------ Items ------

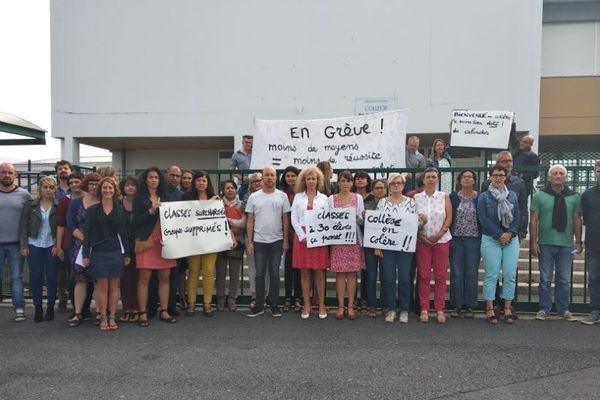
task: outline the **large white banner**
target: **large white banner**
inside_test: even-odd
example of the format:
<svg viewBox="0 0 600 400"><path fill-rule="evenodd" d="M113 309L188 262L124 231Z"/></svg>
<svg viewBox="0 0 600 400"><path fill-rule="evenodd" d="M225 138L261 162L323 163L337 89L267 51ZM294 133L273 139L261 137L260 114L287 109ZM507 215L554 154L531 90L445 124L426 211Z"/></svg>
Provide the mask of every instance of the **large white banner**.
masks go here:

------
------ Items ------

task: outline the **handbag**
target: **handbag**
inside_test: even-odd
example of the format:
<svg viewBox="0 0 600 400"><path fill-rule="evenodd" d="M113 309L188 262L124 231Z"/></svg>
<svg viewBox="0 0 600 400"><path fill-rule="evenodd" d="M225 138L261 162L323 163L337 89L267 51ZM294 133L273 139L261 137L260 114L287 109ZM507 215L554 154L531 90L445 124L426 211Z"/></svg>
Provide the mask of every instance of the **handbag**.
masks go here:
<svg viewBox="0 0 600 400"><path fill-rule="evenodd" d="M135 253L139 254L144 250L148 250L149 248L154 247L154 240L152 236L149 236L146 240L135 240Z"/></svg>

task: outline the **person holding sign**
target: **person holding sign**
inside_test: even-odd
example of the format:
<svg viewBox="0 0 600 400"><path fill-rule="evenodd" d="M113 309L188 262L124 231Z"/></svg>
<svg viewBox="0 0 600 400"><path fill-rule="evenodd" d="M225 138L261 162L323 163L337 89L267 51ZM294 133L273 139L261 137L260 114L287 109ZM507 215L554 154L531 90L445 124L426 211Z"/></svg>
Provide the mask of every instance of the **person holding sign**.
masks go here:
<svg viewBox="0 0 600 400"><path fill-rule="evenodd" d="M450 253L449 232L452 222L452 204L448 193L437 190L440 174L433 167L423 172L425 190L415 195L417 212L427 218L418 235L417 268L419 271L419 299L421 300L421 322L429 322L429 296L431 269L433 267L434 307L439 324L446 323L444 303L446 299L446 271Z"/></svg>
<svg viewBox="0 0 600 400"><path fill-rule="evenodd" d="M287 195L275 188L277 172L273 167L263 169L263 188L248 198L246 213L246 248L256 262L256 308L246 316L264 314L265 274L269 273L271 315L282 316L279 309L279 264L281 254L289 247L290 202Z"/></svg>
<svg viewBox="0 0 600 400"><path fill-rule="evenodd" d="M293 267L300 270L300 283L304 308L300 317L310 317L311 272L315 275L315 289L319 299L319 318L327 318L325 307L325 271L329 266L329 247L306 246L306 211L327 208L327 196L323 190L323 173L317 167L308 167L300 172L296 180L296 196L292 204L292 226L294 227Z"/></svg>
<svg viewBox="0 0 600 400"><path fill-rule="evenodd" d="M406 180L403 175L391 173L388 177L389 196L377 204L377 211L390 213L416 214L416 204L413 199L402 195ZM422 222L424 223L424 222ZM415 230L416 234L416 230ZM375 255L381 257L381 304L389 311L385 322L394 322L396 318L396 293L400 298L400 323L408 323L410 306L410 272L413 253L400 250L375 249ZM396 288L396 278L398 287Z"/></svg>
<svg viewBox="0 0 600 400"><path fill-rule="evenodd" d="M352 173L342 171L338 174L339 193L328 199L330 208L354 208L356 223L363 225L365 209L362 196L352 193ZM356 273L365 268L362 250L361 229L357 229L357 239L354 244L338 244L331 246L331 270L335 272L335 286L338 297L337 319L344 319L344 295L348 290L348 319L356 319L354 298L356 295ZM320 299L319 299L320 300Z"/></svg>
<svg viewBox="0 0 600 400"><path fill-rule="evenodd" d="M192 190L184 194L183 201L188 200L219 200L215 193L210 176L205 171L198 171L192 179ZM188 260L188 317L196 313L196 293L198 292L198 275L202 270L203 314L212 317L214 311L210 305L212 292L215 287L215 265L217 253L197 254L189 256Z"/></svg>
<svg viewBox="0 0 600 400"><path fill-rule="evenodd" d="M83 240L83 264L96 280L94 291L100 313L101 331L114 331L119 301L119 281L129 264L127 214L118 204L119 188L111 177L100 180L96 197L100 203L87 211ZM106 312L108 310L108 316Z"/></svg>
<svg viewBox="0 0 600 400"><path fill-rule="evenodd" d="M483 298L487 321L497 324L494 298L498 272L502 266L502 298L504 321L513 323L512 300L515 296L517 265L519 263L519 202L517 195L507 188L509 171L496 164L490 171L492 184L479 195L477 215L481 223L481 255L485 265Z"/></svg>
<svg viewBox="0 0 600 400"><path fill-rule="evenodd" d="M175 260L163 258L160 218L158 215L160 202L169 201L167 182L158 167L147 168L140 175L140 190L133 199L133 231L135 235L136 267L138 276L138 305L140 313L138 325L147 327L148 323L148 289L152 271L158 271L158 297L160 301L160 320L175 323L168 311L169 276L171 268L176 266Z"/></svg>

------

Work to do> Give the lines of the listing again, starting with the line with "task: outline the **person holding sign**" and going on through the line with "253L449 232L452 222L452", but swap "masks go here" for "outlines go here". Leave everything else in those lines unchanged.

Written response>
task: outline the **person holding sign**
target: **person holding sign**
inside_test: even-odd
example of the format:
<svg viewBox="0 0 600 400"><path fill-rule="evenodd" d="M113 309L188 262L124 231Z"/></svg>
<svg viewBox="0 0 600 400"><path fill-rule="evenodd" d="M225 138L261 162L323 163L337 89L267 51ZM294 133L273 139L261 137L260 114L287 109ZM507 215L554 154L531 90L445 124L426 211Z"/></svg>
Provide the mask of every instance of the **person holding sign**.
outlines go here:
<svg viewBox="0 0 600 400"><path fill-rule="evenodd" d="M450 253L449 232L452 222L452 204L448 193L437 190L440 174L433 167L423 172L425 190L415 195L417 212L427 218L418 235L417 268L419 271L419 299L421 300L421 322L429 322L429 296L431 269L433 267L434 307L439 324L446 323L444 303L446 299L446 271Z"/></svg>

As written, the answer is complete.